Document segment -
........
# Any experts on Chipotle Mayo?



## rush (May 17, 2011)

If you look up a recipe for chipotle mayo, it's pretty universal. It basically involves regular mayo combined with some pureed chipotle in adobo. Some suggest adding lime. 

And it seems like there's a consensus that this is how to make a standard chipotle mayo. Apparently, everybody loves this simple recipe. Even Bobby Flay promotes this recipe... 

Personally, I was hugely disappointed. When I added the pureed chipotle in adobo (Embasa brand) with the mayo, it really just ended up accentuating the "paste-like" taste of mayo, followed by a spicy kick to the gut. 

By "paste-like," I mean the taste of ordinary ranch. I love the taste of "cool ranch," but I'm not into the buttermilk variety. And I feel like the universal recipe for chipotle mayo, results in a buttermilky mayo + heartburn. 

In contrast, has anybody tried the chipotle mayo from Kraft? It's exactly what I was looking for. Carl's Jr also uses this same chipotle mayo for its Guacamole Bacon $6 Burger. If you've ever tried it, you know that this particular chipotle mayo really ties the burger together. Without it, guacamole burgers are bland. 

I have no real problem buying Kraft's Chipotle Mayo for the rest of my life. But just out of curiosity, does anybody know how to make chipotle mayo taste like the Kraft version? Why is it so much better? Did they add sugar? It's more "cool ranch"-esque, than sour and buttermilky...


----------



## Hoot (May 17, 2011)

You might try this. Instead of adding chipotle in adobo, you might try adding a quantity of dried, ground chipotle powder. I suspect that, in a commercial preparation, that would be the most likely way to achieve consistent results. Also, I wonder if (being a Kraft product) if the base of the store bought stuff is Miracle Whip as opposed to regular mayonnaise. Just some things that occurred to me after reading your post. I am certain there will be others who will have helpful suggestions. Let us know what you discover!
........
Dataset extract -
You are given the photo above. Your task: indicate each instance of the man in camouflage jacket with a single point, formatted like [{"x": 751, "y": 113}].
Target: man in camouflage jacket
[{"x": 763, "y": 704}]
........
To do -
- A) Answer the following questions about the chipotle mayo thread:
(i) Which brand of chipotle in adobo did rush use?
(ii) On which Carl's Jr burger does rush say the same chipotle mayo is used?
(iii) What does Hoot suggest adding in place of chipotle in adobo?
- B) List every ingredient that the chipotle mayo thread names as a possible component of chipotle mayo or as an addition to it.
- C) Continue the chipotle mayo thread from the point where it ends.
The listing is separate material and has no connection to the chipotle mayo thread.

Response list -
- A)
(i) Embasa
(ii) The Guacamole Bacon $6 Burger
(iii) A quantity of dried, ground chipotle powder

- B)
- Regular mayo
- Pureed chipotle in adobo
- Lime
- Sugar
- Dried, ground chipotle powder
- Miracle Whip

- C)
----------



## Clienta (May 17, 2011)

Add pureed chipotles to sour cream with a touch of salt.  If you want the sauce thinner add a little cream or milk.  It has great flavor.  We use it as a condiment for breakfastlunch sandwiches & paninis  but also great on grilled shrimp, tacos, roasted chicken, smoked pork, etc.


----------



## taxlady (May 17, 2011)

Do you like plain mayo?

Have you read the ingredients in the Kraft chipotle mayo?


----------



## Sir_Loin_of_Beef (May 17, 2011)

I made my own because I couldn't find the Kraft Chipotle mayonnaise in my regular groshree store. I did not like it, Sam I Am. Someone sent me a bottle of the Kraft product, and I fed my home made one to the disposal.

I use it as a dip for sweet potato fries. ketchup is fine for regular fires, but don't do it for the sweet potatoes.


----------



## Skittle68 (May 17, 2011)

I take plain mayo and add chipotle seasoning to it (the one I happen to use is Mrs. Dash). This works great for me, and I also am not a fan of buttermilk ranch :/


----------



## jennyema (May 18, 2011)

Sir_Loin_of_Beef said:


> I made my own because I couldn't find the Kraft Chipotle mayonnaise in my regular groshree store. I did not like it, Sam I Am. Someone sent me a bottle of the Kraft product, and I fed my home made one to the disposal.
> 
> I use it as a dip for sweet potato fries. ketchup is fine for regular fires, but don't do it for the sweet potatoes.


 

Personally I think regular Kraft mayo is pretty gross.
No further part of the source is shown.